--- YOUR INSTRUCTIONS ---
Copy out exactly the stretch of the listing below that begins at the line containing "An <instance> block" and ends at the line containing "box: [1421, 418, 1507, 500]", and copy nothing outside it.

--- SUPPLIED DATA ---
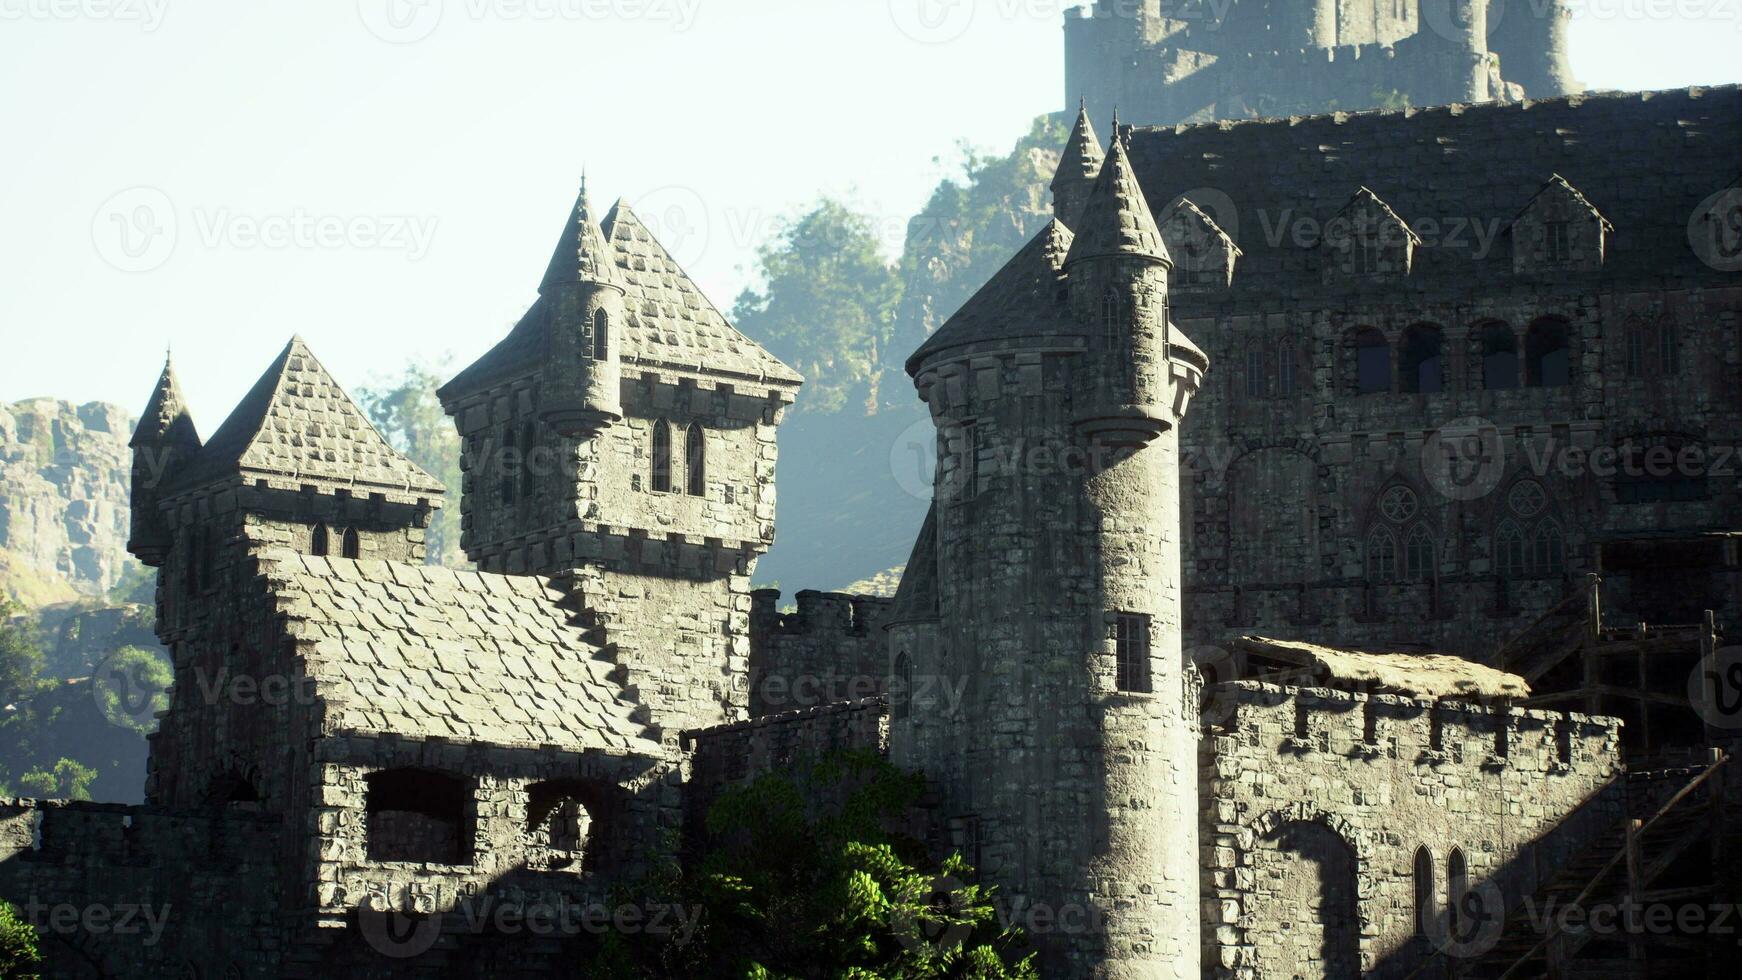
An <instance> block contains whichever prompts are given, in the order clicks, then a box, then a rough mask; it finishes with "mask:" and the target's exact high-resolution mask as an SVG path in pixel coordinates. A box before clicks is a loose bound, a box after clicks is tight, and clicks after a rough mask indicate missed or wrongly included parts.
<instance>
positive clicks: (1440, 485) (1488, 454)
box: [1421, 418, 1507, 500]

...

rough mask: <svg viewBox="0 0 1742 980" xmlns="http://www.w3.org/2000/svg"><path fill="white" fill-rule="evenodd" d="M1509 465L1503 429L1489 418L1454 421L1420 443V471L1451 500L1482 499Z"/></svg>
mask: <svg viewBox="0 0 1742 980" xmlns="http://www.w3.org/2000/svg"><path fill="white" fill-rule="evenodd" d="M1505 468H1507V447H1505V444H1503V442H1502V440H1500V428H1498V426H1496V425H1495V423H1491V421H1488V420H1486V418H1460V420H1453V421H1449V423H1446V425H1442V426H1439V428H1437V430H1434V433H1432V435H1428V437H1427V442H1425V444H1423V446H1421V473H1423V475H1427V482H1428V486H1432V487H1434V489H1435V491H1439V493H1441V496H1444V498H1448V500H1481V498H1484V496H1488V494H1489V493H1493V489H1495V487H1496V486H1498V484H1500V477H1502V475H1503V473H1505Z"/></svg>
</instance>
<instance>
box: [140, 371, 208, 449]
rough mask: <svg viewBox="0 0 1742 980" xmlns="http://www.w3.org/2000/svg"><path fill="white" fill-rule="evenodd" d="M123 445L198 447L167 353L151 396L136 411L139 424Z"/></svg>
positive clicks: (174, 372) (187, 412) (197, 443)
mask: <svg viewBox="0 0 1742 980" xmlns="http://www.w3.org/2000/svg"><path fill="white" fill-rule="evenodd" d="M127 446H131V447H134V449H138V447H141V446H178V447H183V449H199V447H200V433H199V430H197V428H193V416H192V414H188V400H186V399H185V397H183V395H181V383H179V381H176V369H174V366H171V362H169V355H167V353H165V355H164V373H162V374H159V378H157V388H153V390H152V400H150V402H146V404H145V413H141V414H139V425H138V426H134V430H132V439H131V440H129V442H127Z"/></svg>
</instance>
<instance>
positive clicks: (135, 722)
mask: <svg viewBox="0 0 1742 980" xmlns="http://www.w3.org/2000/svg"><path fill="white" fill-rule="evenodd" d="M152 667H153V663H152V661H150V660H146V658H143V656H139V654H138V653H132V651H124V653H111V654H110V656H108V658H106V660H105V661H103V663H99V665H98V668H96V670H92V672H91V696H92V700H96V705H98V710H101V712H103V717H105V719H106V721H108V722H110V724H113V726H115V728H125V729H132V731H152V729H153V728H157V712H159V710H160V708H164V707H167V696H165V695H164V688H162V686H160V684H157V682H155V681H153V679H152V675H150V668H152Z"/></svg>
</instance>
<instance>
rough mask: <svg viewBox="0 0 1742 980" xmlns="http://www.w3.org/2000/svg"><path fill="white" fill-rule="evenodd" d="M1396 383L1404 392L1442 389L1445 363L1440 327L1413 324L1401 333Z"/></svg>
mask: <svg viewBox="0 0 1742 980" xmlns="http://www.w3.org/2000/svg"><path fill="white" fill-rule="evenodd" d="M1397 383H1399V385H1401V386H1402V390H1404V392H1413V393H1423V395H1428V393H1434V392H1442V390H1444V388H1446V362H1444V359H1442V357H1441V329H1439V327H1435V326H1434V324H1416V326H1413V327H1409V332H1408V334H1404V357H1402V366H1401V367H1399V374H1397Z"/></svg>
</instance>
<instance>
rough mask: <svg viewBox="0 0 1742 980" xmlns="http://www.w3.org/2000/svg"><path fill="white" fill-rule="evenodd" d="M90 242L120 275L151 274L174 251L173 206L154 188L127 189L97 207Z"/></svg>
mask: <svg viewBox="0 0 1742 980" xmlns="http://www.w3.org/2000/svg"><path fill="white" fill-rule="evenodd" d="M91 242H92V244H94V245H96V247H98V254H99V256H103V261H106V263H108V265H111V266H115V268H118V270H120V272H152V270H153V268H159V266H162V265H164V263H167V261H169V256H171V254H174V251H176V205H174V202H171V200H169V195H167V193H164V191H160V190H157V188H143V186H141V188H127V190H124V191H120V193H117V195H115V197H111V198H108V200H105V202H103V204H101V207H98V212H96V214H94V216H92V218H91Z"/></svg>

--- ANSWER TO THE EXERCISE ---
An <instance> block contains whichever prompts are given, in the order clicks, then a box, then a rough mask; it finishes with "mask:" and the target's exact high-resolution mask as an SVG path in pixel coordinates. A box before clicks is a loose bound, a box after clicks is tight, and clicks after a rough mask indicate missed or wrongly included parts.
<instance>
positive clicks: (1440, 485) (1488, 454)
box: [1421, 418, 1507, 500]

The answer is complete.